Stated task -
Present all of the material below as a numbered list, leaving out any blank lines.
-- Start of The input --
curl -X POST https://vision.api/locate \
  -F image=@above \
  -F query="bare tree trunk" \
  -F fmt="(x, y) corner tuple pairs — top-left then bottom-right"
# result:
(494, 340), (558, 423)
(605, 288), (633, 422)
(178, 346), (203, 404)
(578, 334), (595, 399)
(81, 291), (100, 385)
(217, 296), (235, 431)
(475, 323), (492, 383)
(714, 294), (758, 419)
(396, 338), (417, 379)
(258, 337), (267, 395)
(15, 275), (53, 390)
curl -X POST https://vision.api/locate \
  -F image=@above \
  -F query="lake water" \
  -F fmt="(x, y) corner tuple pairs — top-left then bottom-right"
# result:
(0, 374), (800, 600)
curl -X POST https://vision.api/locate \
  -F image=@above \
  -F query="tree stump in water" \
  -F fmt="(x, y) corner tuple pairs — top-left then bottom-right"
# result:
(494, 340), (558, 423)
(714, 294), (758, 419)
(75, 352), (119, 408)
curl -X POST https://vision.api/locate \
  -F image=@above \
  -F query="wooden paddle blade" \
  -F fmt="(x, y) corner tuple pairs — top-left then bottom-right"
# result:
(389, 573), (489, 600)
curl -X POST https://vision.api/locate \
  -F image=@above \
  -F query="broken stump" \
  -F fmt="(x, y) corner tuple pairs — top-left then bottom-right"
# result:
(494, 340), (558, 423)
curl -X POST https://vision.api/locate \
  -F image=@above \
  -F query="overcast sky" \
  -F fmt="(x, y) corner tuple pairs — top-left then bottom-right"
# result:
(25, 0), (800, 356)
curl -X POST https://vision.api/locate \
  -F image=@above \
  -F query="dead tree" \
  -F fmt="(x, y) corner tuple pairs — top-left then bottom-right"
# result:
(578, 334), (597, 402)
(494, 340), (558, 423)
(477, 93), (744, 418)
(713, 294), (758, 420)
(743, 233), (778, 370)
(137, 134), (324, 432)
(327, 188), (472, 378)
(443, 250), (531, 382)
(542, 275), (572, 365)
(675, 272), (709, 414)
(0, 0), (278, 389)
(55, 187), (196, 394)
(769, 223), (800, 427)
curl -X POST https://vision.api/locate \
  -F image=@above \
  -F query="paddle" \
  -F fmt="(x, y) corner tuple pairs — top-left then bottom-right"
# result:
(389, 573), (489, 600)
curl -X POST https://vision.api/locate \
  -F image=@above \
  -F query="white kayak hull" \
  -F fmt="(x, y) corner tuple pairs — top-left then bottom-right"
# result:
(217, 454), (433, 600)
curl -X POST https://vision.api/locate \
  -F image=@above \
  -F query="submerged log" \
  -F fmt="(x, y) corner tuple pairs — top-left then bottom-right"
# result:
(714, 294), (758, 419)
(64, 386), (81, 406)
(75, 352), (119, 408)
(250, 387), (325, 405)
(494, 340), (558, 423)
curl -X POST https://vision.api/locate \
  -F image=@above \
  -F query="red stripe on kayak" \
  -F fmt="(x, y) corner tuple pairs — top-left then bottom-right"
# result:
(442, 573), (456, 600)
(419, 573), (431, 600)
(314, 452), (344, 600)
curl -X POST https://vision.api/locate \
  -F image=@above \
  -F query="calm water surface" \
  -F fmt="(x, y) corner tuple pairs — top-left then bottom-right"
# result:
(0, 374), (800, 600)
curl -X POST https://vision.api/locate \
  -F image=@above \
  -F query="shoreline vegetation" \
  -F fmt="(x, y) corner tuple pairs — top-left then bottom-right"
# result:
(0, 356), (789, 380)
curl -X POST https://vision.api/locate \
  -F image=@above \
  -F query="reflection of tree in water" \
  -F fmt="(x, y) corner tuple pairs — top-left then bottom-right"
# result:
-- End of The input --
Solved problem -
1. curl -X POST https://vision.api/locate \
2.   -F image=@above \
3.   -F query="bare tree trunk" \
4.   -F fmt="(x, y) corner tuple pairs — top-left then bottom-right"
5. # result:
6. (494, 340), (558, 423)
7. (605, 288), (633, 422)
8. (178, 346), (203, 404)
9. (578, 334), (595, 399)
10. (81, 291), (100, 385)
11. (217, 296), (235, 431)
12. (475, 323), (492, 383)
13. (714, 294), (758, 419)
14. (396, 338), (417, 379)
15. (258, 337), (267, 395)
16. (15, 275), (53, 390)
17. curl -X POST https://vision.api/locate \
18.   -F image=@above \
19.   -F query="lake water" \
20.   -F fmt="(x, y) corner tuple pairs — top-left then bottom-right"
21. # result:
22. (0, 374), (800, 600)
23. curl -X POST https://vision.api/locate \
24.   -F image=@above \
25.   -F query="tree stump in water" \
26.   -F fmt="(x, y) corner tuple pairs — top-left then bottom-right"
27. # result:
28. (494, 340), (558, 423)
29. (714, 294), (758, 419)
30. (75, 352), (119, 408)
31. curl -X POST https://vision.api/locate \
32.   -F image=@above \
33.   -F query="wooden paddle blade" \
34.   -F fmt="(x, y) corner tuple pairs — top-left then bottom-right"
35. # result:
36. (389, 573), (489, 600)
37. curl -X POST https://vision.api/locate \
38.   -F image=@above \
39.   -F query="broken stump" \
40.   -F fmt="(x, y) corner tuple pairs — top-left then bottom-right"
41. # result:
42. (494, 340), (558, 423)
43. curl -X POST https://vision.api/locate \
44.   -F image=@above \
45.   -F query="overcast sky" \
46.   -F fmt="(x, y) corner tuple pairs — top-left then bottom-right"
47. # result:
48. (25, 0), (800, 356)
49. curl -X POST https://vision.api/locate \
50.   -F image=@above \
51.   -F query="dead tree" \
52.   -F fmt="(x, y) corner tuple pairs — top-left then bottom-right"
53. # result:
54. (578, 334), (597, 402)
55. (494, 340), (558, 423)
56. (477, 93), (744, 418)
57. (713, 294), (758, 420)
58. (743, 233), (778, 370)
59. (137, 134), (324, 432)
60. (327, 188), (472, 378)
61. (443, 250), (531, 382)
62. (542, 275), (572, 365)
63. (675, 272), (709, 414)
64. (0, 0), (278, 389)
65. (55, 187), (196, 394)
66. (769, 223), (800, 427)
67. curl -X POST https://vision.api/locate \
68.   -F image=@above \
69.   -F query="paddle" \
70.   -F fmt="(x, y) corner tuple pairs — top-left then bottom-right"
71. # result:
72. (389, 573), (489, 600)
73. curl -X POST https://vision.api/locate \
74.   -F image=@above \
75.   -F query="white kayak hull" \
76.   -F fmt="(x, y) corner tuple pairs — top-left then bottom-right"
77. # result:
78. (217, 454), (433, 600)
79. curl -X POST https://vision.api/locate \
80.   -F image=@above \
81.   -F query="submerged log" \
82.   -F fmt="(x, y) corner tuple pairs — top-left then bottom-right"
83. # result:
84. (714, 294), (758, 419)
85. (64, 386), (81, 406)
86. (75, 352), (119, 408)
87. (250, 387), (325, 405)
88. (494, 340), (558, 423)
89. curl -X POST https://vision.api/locate \
90.   -F image=@above \
91.   -F query="red stripe on kayak" \
92.   -F fmt="(x, y) corner tuple pairs — top-left then bottom-right"
93. # result:
94. (442, 573), (456, 600)
95. (419, 573), (431, 600)
96. (314, 452), (344, 600)
97. curl -X POST https://vision.api/locate \
98.   -F image=@above \
99.   -F query="calm water surface" \
100.   -F fmt="(x, y) corner tuple pairs — top-left then bottom-right"
101. # result:
102. (0, 374), (800, 600)
103. curl -X POST https://vision.api/locate \
104.   -F image=@above \
105.   -F query="shoreline vegetation" \
106.   -F fmt="(x, y) corner tuple pairs — top-left then bottom-right"
107. # result:
108. (0, 356), (789, 380)
109. curl -X POST https://vision.api/locate \
110.   -F image=@above \
111.   -F query="reflection of tree in water" \
112.   -F fmt="(x, y) corner tuple pairs — top-left then bottom-right"
113. # result:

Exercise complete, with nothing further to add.